• _TASK PROMPT_:
Return the records exactly as they are.

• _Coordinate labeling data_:
# # # # # # #
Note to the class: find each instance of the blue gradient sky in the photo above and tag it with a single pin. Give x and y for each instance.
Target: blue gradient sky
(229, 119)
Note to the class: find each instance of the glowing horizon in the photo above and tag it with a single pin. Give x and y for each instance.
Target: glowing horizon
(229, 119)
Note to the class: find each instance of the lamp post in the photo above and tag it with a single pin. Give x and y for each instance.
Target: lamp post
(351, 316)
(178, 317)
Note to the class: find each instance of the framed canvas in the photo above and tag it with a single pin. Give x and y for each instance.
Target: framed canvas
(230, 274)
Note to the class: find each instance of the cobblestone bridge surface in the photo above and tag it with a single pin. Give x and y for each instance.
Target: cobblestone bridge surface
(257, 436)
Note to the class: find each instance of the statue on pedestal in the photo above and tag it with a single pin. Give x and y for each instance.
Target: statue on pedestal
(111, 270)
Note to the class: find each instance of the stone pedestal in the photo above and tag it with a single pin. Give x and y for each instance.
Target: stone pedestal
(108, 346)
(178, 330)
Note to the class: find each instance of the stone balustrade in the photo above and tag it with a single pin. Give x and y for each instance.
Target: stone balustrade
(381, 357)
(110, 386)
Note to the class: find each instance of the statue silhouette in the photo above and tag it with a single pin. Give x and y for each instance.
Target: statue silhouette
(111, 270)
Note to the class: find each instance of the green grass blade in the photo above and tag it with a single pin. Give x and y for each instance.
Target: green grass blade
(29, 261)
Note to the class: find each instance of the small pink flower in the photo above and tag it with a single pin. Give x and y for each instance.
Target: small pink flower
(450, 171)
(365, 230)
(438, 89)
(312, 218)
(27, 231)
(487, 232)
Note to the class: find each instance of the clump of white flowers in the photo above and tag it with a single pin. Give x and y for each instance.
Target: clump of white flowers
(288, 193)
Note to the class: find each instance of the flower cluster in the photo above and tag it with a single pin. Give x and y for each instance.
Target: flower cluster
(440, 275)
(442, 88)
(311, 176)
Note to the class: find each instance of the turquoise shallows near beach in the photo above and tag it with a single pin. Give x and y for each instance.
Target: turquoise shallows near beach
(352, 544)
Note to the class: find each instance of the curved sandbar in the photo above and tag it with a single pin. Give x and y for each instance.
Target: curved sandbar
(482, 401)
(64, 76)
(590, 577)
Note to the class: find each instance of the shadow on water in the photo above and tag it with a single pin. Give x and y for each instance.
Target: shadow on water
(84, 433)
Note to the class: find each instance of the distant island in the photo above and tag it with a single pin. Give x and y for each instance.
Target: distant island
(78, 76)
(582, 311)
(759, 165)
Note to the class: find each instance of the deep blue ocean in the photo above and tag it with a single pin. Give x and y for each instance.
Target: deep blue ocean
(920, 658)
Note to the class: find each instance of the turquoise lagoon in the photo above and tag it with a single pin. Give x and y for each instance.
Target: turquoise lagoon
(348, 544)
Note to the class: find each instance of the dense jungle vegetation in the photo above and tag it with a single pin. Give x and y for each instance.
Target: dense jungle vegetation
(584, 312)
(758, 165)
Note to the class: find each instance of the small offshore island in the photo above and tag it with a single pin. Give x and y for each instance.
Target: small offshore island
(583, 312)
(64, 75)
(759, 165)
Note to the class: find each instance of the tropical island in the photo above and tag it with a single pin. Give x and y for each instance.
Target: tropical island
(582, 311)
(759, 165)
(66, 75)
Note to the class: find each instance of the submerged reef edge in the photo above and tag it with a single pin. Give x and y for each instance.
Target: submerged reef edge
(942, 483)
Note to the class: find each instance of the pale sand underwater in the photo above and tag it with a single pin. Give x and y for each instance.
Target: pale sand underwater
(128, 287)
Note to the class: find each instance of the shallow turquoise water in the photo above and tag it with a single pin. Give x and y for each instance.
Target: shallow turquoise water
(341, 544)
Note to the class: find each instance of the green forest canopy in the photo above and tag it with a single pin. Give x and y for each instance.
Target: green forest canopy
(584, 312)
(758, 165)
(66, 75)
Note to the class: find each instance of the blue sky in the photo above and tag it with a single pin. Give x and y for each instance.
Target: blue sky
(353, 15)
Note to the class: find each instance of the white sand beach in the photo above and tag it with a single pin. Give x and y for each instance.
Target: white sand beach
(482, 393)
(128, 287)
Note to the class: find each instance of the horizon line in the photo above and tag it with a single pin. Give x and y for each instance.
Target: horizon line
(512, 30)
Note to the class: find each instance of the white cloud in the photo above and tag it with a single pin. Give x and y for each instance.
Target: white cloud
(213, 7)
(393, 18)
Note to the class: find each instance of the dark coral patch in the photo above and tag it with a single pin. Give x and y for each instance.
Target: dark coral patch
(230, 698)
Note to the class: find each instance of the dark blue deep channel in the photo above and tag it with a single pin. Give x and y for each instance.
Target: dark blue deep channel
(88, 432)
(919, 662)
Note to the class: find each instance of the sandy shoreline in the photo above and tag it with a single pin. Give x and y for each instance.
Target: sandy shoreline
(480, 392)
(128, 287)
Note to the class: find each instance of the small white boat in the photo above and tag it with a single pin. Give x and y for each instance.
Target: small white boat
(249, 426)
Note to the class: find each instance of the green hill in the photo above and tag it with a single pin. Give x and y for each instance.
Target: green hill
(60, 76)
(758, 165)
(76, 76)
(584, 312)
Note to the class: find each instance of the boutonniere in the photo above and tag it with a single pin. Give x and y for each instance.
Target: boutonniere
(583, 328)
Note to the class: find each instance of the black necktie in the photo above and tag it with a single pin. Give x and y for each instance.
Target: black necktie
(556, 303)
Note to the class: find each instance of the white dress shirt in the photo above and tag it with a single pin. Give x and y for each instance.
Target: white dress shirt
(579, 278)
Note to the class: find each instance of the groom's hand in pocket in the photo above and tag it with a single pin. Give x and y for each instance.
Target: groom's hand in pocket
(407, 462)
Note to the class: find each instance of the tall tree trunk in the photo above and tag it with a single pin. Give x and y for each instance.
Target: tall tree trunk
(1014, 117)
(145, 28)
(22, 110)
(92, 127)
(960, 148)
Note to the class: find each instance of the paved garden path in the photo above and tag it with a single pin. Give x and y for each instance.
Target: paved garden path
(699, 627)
# # # # # # #
• _COMPLETED TASK_:
Note to the class: find each instance of the blue gradient sky in the photo above and tag it with a single pin. Give x and y for each instance.
Target: blue gradient sky
(229, 119)
Note to the class: find each instance of the glowing horizon in the photo above and tag it with a single pin. Give x and y for each instance.
Target: glowing horizon
(229, 119)
Note to the class: find each instance of the lamp post in the photo above and tag it with a single pin. Give x and y for each instance.
Target: lamp post
(351, 316)
(178, 317)
Note to the class: find each instance of the framed canvas in the photo above and tag it with a single pin. Give x and y for each instance.
Target: framed canvas
(230, 274)
Note to the class: find each instance of the cobblestone bridge surface in the photo above and tag it with a single pin. Give x and y for each instance.
Target: cobblestone bridge surface
(257, 436)
Note to the class: find each instance of the statue on pedestal in the photo above and tag it with a single pin. Give x and y for each instance.
Target: statue on pedestal
(111, 270)
Note to the class: find each instance of the stone pedestal in the photo above and tag it with a single pin. Give x and y for each instance.
Target: stone pedestal
(108, 346)
(178, 330)
Note to the class: find each instance of the stone balustrade in the photo above and tag it with a single pin. Give x and y for each instance.
Target: stone balustrade
(381, 357)
(110, 386)
Note to the class: find each instance of the statue silhouette in the photo above and tag it with a single pin. Give x and y for each instance.
Target: statue silhouette
(111, 270)
Note to the class: find each instance of the green grass blade in the photo above and tag it with a single pin. Give x and y for each instance.
Target: green grass blade
(29, 261)
Note to the class: find each instance of the small pink flower in the photo above and tag it with a single pin. Give x and y for each instance.
Target: small pink flower
(450, 171)
(365, 230)
(438, 89)
(312, 218)
(27, 231)
(487, 232)
Note to the class: find each instance of the clump of white flowers in the photo above and tag it with a single pin. Give x and y for each instance.
Target: clump of white flowers
(288, 193)
Note to the class: find each instance of the flower cluster in the photo above and tag it with a single pin. Give x and y for each instance.
Target: flower cluster
(440, 275)
(442, 88)
(311, 176)
Note to the class: find each instance of the turquoise shallows near beach in the photo above and tag it with a single pin. Give x and y for each instance.
Target: turquoise shallows near beach
(352, 544)
Note to the class: find each instance of the curved sandbar in the photo above and tag it with a single pin. Give x and y for each instance.
Target: curved sandbar
(482, 401)
(64, 76)
(590, 577)
Note to the class: find each instance of the shadow on water in the photo above and tag it with a single pin. Give x and y for each instance.
Target: shadow on water
(84, 433)
Note to the class: find each instance of the distant island in the photo above and tag it with a single pin. Give x and y for each instance.
Target: distant island
(78, 76)
(582, 311)
(759, 165)
Note to the class: find each instance of the deep blue ocean in the photo above and tag it with a single pin. Give x and y for each instance.
Target: deep blue ocean
(920, 658)
Note to the class: find each instance of the turquoise lagoon in the photo above and tag it with a single pin. Give x and y for each instance.
Target: turquoise lagoon
(348, 544)
Note to the class: find each instance of the dense jungle vegetation in the photo above and tag it with a single pin. Give x and y for each instance.
Target: dense jungle vegetation
(584, 312)
(758, 165)
Note to the class: find each instance of the small offshore island in the photo above and tag it with a single pin. Give x and y for each instance.
Target: small offshore island
(583, 312)
(64, 75)
(759, 165)
Note to the class: find each instance of the tropical island in the photo above and tag it with a single pin. Give x and y for each instance.
Target: tropical island
(582, 311)
(759, 165)
(66, 75)
Note to the class: find each instance of the submerged reef edge in the photo above and tag it with a single pin. Give x and y for each instance.
Target: submerged reef edge
(942, 483)
Note to the class: find each instance of the pale sand underwater in the photo above and tag it with a single pin. Give x and y for each instance.
Target: pale sand underwater
(128, 287)
Note to the class: find each instance of the shallow turquoise water in the photo above and tag it with a single pin. Give x and y for each instance.
Target: shallow turquoise water
(341, 544)
Note to the class: find each instance of the green forest canopy in the photo above and tag it with a single pin. Give x and y for each instance.
Target: green forest canopy
(584, 312)
(758, 165)
(66, 75)
Note to the class: find each instance of the blue sky in the photo above and tag it with a single pin. Give x and y for each instance.
Target: blue sky
(353, 15)
Note to the class: find each instance of the white sand beach in the photo above and tag it with a single pin. Give x and y for each instance.
Target: white sand beach
(482, 393)
(128, 287)
Note to the class: find each instance of the horizon line in the photo above and tag it with a single pin. Give x and y for each instance.
Target: horizon line
(512, 30)
Note to the class: find each instance of the white cloud in the photo above and tag it with a single pin. Give x and y for each instance.
Target: white cloud
(213, 7)
(393, 18)
Note to the class: find each instance of the dark coral patch in the photo above and tag it with a single pin. Give x and y for each instance.
Target: dark coral patch
(230, 698)
Note to the class: find each instance of the dark blue deep channel in the photo above and tag it with a single pin. Give x and y for each instance.
Target: dark blue deep channel
(88, 432)
(919, 662)
Note to the class: find each instance of the sandy shoreline in the photo above and tag it with a single pin. Give x and y for each instance.
Target: sandy shoreline
(480, 392)
(128, 287)
Note to the class: find each instance of the small white boat in the photo above and tag it with a single pin. Give x and y for each instance.
Target: small white boat
(249, 426)
Note to the class: find each instance of the green hill in the photo above and tag it with a single pin. Give x and y for each instance.
Target: green hill
(60, 76)
(758, 165)
(76, 76)
(584, 312)
Note to the class: find each instance of the boutonniere in the photo above and tag it with a single pin. Give x and y for each instance.
Target: boutonniere
(583, 328)
Note to the class: find each instance of the black necktie in the photo above and tag it with a single pin. Give x and y for each instance.
Target: black necktie
(556, 303)
Note to the class: find each instance of the white dress shirt in the photo above and tag it with a single pin. Give x and y for each instance.
Target: white dress shirt
(579, 278)
Note to the class: find each instance of the groom's hand in pocket in the photo above and tag it with a single pin. Give x and y for each instance.
Target: groom's hand in pocket
(407, 462)
Note to the class: find each instance of the tall tree trunk in the photo above and tag it with a single pin. Give x and y for each instance.
Target: tall tree trunk
(1014, 117)
(145, 28)
(22, 110)
(92, 127)
(960, 148)
Note to the class: find each instance of the paved garden path in the photo above and tag it with a single pin. Give x and y for each instance.
Target: paved garden path
(699, 627)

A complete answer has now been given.